## PROBLEM REQUIREMENTS
Everything in the data below except the pictures must be repeated word for word.

———

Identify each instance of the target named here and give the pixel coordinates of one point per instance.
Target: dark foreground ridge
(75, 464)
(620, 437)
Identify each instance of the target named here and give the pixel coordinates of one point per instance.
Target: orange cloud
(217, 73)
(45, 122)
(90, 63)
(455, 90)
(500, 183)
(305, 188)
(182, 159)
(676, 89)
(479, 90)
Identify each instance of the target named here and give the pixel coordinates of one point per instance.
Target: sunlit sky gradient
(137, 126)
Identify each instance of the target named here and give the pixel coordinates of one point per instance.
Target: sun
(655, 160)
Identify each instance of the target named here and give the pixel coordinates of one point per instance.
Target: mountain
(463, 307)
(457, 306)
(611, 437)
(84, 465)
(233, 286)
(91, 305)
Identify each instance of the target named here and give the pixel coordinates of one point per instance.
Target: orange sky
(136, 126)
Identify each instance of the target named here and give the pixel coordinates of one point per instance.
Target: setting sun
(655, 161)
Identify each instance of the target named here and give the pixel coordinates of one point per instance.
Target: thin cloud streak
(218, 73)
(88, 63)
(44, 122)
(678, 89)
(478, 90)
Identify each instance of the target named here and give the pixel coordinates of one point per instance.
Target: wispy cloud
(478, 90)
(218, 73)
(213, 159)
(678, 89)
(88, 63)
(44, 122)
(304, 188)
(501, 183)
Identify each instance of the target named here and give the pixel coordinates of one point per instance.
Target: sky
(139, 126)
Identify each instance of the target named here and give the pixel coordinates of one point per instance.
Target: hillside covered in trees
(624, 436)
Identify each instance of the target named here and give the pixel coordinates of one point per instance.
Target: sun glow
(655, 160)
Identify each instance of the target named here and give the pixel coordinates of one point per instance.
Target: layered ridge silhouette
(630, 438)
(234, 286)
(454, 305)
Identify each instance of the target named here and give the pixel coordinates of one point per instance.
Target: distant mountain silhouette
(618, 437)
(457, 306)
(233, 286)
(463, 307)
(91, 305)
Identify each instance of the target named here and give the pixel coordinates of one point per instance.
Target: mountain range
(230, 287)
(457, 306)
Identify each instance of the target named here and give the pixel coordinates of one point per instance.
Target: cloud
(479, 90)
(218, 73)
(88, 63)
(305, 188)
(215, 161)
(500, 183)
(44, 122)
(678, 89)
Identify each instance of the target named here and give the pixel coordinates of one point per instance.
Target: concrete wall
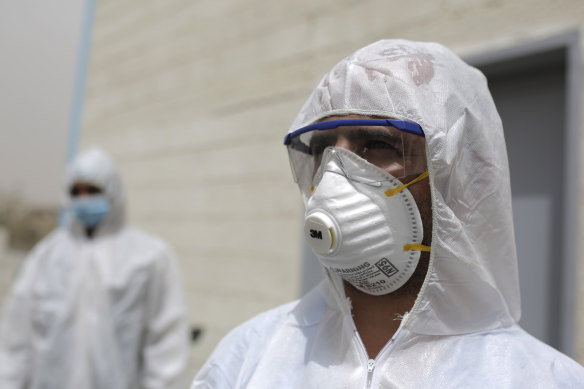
(193, 99)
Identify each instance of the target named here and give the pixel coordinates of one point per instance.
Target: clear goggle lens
(396, 146)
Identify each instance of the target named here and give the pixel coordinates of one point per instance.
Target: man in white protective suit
(400, 158)
(97, 304)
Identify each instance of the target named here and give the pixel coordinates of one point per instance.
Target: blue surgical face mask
(90, 210)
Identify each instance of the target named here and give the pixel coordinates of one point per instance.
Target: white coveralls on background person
(462, 331)
(95, 313)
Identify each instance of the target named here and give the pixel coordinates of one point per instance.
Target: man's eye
(380, 145)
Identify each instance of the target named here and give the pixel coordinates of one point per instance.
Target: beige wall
(193, 99)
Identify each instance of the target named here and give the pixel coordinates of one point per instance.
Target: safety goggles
(396, 146)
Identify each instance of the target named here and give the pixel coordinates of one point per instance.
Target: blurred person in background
(400, 157)
(97, 304)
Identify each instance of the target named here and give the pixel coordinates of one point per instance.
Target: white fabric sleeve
(16, 329)
(165, 347)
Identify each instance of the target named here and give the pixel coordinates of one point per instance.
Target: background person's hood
(96, 167)
(472, 281)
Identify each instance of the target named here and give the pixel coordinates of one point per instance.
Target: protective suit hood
(95, 166)
(472, 282)
(462, 330)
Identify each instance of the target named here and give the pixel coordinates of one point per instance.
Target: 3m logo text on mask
(316, 234)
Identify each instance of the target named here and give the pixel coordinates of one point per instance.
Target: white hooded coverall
(462, 331)
(101, 313)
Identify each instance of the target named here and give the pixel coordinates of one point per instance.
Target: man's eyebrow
(377, 133)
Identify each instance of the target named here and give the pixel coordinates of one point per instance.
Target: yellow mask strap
(391, 192)
(416, 247)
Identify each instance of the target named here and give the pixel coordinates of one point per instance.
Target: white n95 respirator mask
(362, 223)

———

## FINAL ANSWER
Identify each instance of the target named here and give the pixel coordinates of one point per instance.
Target: dark foreground ridge
(75, 464)
(620, 437)
Identify each instance of the target named here and give the pixel coordinates of one point per instance.
Target: orange cloud
(217, 73)
(45, 122)
(90, 63)
(455, 90)
(500, 183)
(305, 188)
(182, 159)
(676, 89)
(479, 90)
Identify each instance of the target named here and give the pixel coordinates of one point per instance.
Target: sunlit sky gradient
(137, 126)
Identify each instance of the target named here and give the pixel coordinates of one point per instance.
Target: sun
(655, 160)
Identify each instance of the target named here and give the pixel coordinates of one point per instance.
Target: mountain
(463, 307)
(457, 306)
(611, 437)
(84, 465)
(233, 286)
(91, 305)
Identify each instance of the target named here and give the pixel coordinates of one point per instance.
Target: orange sky
(136, 126)
Identify each instance of the target named here and give the pixel coordinates of one point per instance.
Target: setting sun
(655, 161)
Identify each instance of the target named here and give the pixel coordinates of one point per instance.
Target: thin cloud streak
(218, 73)
(88, 63)
(44, 122)
(678, 89)
(478, 90)
Identify each instance of the target named here and give the pixel coordinates of one point per instance.
Target: wispy cloud
(478, 90)
(218, 73)
(213, 159)
(678, 89)
(88, 63)
(44, 122)
(304, 188)
(501, 183)
Identify each instance of the target named here and give the pixel coordinates of one point per instance.
Target: sky
(139, 126)
Identify each instance of the target named here and give the pixel coordinates of one point per instance.
Target: hillside covered in trees
(624, 436)
Identify each instance of the target named here and give the pixel coordinates of one point per instance.
Target: sun glow
(655, 160)
Identify each instance of the target named here and give the pixel coordinates of one point per instance.
Target: layered ridge silhouette
(630, 438)
(234, 286)
(454, 305)
Identify each instance of the target named here and give the pixel coordinates of one point per instance.
Target: distant mountain silhouette
(618, 437)
(457, 306)
(233, 286)
(463, 307)
(91, 305)
Identify each instance of the target named here and give the pixel coordinates of one point per instance.
Target: mountain range
(230, 287)
(457, 306)
Identify each instance of the target named here and give the pixel coordinates of one point per instance.
Target: cloud
(479, 90)
(218, 73)
(88, 63)
(305, 188)
(215, 161)
(500, 183)
(44, 122)
(678, 89)
Identify each instance of the target named here and give the pixel coordinates of one point per instance.
Target: concrete wall
(193, 99)
Identify each instance of the target named here and give the pixel coordinates of one point per instance.
Target: clear goggle lens
(396, 146)
Identify each instance of the target named here and give the pixel coordinates of one point per instance.
Target: man in white protective suit
(400, 158)
(97, 304)
Identify each instance of the target named here and give the pixel coordinates of one point per instance.
Target: blue surgical face mask
(90, 210)
Identify each instance of the target named here and give the pixel coordinates of one point per instance.
Target: white coveralls on background person
(462, 331)
(95, 313)
Identify each instance of the target named here and give the pixel coordinates of one point per instance.
Target: man's eye
(380, 145)
Identify each instance of the target named here and give the pixel coordinates of one point per instance.
Target: beige wall
(193, 99)
Identify each instance of the target named here and give the pixel coordinates of one point per instance.
Target: safety goggles
(396, 146)
Identify each instance of the target named here and give the pixel coordinates of one point per instance.
Target: blurred person in background
(400, 157)
(97, 304)
Identify each instance of the target named here and give the pixel coordinates of one point per instance.
Target: white fabric sleeve
(16, 329)
(165, 347)
Identify each instance of the target named here and give the pixel coordinates of one point per instance.
Target: background person's hood
(96, 167)
(472, 281)
Identify each instance of the target named here and give the pixel coordinates of one point per instance.
Target: protective suit hood
(95, 166)
(472, 282)
(462, 330)
Identify each instance of the target named here and give the pixel coordinates of one point per instance.
Target: 3m logo text on mask
(316, 234)
Identify each instance of the target named here and give the pixel coordinates of one point per instance.
Target: white hooded coverall
(462, 331)
(101, 313)
Identify each instance of the target named here and give the pixel coordinates of one point per instance.
Target: man's eyebrow
(377, 133)
Identify each instance of the target named here and give the pixel coordinates of one point per instance.
Target: yellow mask strap
(391, 192)
(416, 247)
Identify each instance of the target named here and give the pixel coordinates of one point per instance.
Target: white n95 respirator mask
(362, 223)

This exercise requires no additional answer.